» Petunjuk dan Ketentuan
Salin persis bagian berita tentang status Ahok di antara "Mendagri pada 14" dan "diberhentikan sebagai gubernur.", termasuk kedua batas itu.

» Dokumen Sumber
────

Jakarta, Aktual.com – Mahkamah Agung tidak memberikan pendapat terhadap status Gubernur DKI Jakarta Basuki Tjahaja Purnama alias Ahok, seperti permintaan Menteri Dalam Negeri Tjahjo Kumolo.
“Isi surat adalah kami tidak memberikan pendapat karena sudah ada dua gugatan TUN (Tata Usaha Negara) yang masuk ke Pengadilan TUN,” kata Wakil Ketua MA bidang Yudisial Syarifuddin seusai seminar “Pertanggungjawaban Pidana Korporasi dan Implementasi Perma No 13 tahun 2016” di Jakarta, Selasa (21/2).
Mendagri pada 14 Februari 2017 mendatangi MA untuk meminta fatwa MA terkait dengan status Ahok, yang menyandang status terdakwa dalam kasus dugaan penistaan agama.
Status Ahok yang saat ini masih menjadi gubernur digugat oleh Advokat Muda Peduli Jakarta pada 13 Februari 2017 ke PTUN Jakarta, karena menilai Ahok harus diberhentikan sebagai gubernur.

────

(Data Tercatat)
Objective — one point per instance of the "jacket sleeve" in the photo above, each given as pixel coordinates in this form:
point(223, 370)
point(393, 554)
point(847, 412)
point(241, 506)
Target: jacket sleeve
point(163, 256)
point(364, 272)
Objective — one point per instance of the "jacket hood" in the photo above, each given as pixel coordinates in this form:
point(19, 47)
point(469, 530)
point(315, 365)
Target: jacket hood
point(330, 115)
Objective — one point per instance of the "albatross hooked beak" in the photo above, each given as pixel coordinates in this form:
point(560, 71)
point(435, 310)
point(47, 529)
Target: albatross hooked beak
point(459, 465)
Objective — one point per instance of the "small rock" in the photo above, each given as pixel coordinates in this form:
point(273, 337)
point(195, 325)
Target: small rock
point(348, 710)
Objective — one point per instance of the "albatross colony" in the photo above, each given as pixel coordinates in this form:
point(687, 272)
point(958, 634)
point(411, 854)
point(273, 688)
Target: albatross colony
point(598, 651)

────

» Jawaban Soal
Mendagri pada 14 Februari 2017 mendatangi MA untuk meminta fatwa MA terkait dengan status Ahok, yang menyandang status terdakwa dalam kasus dugaan penistaan agama.
Status Ahok yang saat ini masih menjadi gubernur digugat oleh Advokat Muda Peduli Jakarta pada 13 Februari 2017 ke PTUN Jakarta, karena menilai Ahok harus diberhentikan sebagai gubernur.